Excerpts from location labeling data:
***
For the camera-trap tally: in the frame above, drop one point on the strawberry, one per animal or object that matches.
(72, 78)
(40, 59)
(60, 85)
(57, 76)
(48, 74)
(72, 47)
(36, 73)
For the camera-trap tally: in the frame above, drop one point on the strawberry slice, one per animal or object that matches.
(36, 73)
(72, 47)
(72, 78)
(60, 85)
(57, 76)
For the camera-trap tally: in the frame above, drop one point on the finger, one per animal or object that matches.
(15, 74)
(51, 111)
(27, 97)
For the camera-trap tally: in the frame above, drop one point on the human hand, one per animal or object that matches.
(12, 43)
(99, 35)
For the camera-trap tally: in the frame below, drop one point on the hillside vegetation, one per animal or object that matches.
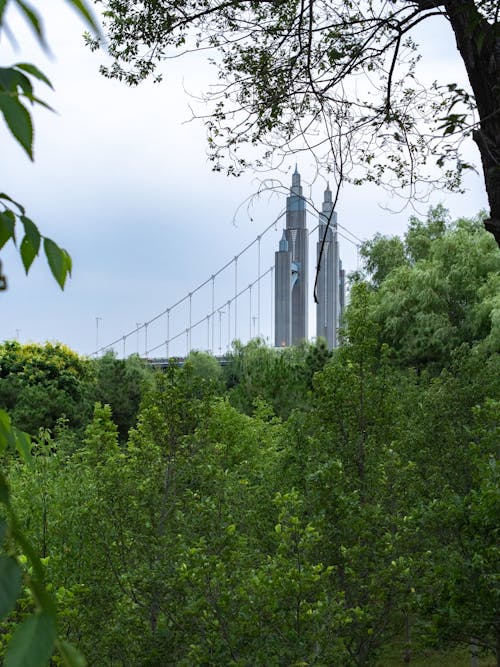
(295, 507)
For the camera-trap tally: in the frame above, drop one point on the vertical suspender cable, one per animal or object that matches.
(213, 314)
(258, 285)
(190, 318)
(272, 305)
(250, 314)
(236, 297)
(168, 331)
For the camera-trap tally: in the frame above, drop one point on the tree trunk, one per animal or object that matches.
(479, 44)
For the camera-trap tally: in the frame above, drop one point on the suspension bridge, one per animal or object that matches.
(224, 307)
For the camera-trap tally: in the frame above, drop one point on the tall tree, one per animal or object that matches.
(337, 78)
***
TO DO>
Rewrite all of the records above as a numbered list, one entry per line, skipping any blank lines. Leave the pictures out.

RESULT OF THIS EXERCISE>
1. For the camera-trap tally: in the frame above, drop one point on the strawberry, one per animal or object that matches.
2. (72, 78)
3. (40, 59)
4. (60, 85)
5. (57, 76)
6. (48, 74)
7. (72, 47)
8. (36, 73)
9. For the camera-trap tally: in the frame above, drop one point on the strawberry slice, one per animal or object that matches.
10. (36, 73)
11. (72, 47)
12. (72, 78)
13. (60, 85)
14. (57, 76)
15. For the camera-trap tally: in the frame above, drop one point on the finger, one per animal or object that matches.
16. (15, 74)
17. (51, 111)
18. (27, 97)
19. For the camera-trap tally: in the frame above, drop one point on the human hand, one per animal or object that matches.
20. (12, 43)
21. (99, 35)
22. For the camera-trap tally: in the frame below, drop one point on the hillside vegetation, one per animal or object that matches.
23. (295, 507)
24. For the camera-trap tally: in the frame above, drop one point on the vertical suspender cable, one per animal or object that matches.
25. (213, 314)
26. (258, 285)
27. (190, 318)
28. (272, 305)
29. (250, 314)
30. (236, 297)
31. (168, 331)
32. For the camera-trap tally: in the frame above, drop one point on the tree trunk, one per animal or object that matches.
33. (479, 44)
34. For the camera-trap tally: in the frame above, drop one point on the suspension bridge, one per animal or object that matches.
35. (224, 307)
36. For the camera-trap tally: in the frame above, drop one point on the tall tree, one per animal or object that matches.
37. (337, 78)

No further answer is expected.